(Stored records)
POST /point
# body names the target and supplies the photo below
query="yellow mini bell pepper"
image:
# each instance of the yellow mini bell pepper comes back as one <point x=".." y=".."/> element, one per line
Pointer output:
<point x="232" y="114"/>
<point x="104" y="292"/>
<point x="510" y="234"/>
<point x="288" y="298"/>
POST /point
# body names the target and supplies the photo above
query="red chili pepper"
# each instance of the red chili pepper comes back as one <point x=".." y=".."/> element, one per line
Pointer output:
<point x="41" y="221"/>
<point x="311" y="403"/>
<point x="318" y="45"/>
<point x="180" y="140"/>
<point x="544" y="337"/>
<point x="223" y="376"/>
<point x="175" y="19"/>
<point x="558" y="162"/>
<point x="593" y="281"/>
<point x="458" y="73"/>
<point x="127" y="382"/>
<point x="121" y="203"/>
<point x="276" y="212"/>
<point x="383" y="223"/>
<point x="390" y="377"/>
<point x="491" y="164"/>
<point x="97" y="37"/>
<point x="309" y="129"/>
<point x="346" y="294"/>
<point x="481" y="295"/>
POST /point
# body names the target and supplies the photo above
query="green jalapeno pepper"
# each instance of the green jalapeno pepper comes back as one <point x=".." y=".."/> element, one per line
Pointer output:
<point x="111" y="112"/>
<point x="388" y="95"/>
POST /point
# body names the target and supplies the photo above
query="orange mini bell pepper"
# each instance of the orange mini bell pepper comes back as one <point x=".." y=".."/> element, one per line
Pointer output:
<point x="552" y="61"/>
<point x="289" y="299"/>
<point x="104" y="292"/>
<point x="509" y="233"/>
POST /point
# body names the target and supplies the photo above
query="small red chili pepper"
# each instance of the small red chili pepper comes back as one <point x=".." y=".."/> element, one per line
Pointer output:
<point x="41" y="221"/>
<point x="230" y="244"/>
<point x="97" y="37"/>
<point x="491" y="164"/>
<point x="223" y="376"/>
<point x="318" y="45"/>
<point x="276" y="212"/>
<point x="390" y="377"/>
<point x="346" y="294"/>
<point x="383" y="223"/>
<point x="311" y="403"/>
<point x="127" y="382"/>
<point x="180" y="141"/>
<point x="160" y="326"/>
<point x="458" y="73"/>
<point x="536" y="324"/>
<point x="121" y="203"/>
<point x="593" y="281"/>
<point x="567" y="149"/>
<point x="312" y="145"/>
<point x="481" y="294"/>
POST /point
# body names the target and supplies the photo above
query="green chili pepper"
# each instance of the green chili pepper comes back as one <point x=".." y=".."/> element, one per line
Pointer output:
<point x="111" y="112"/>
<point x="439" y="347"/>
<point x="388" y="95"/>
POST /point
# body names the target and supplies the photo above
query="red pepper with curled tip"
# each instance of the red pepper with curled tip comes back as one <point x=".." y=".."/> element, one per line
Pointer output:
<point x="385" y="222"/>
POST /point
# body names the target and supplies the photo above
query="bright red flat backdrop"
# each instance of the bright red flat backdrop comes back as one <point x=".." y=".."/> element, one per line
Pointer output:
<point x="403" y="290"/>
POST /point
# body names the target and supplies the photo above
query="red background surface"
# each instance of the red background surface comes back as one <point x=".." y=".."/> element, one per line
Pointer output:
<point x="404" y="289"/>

## ASSIGNED TASK
The required output is every line above that contains the string "bell".

## SOLUTION TO THE PROBLEM
query="yellow mini bell pepper"
# each instance of the yellow mini bell pepper comes back as one <point x=".." y=".."/> element, one per line
query="orange mini bell pepper"
# each instance of the orange mini bell pepper comes back as one <point x=".." y=".."/> element, one per line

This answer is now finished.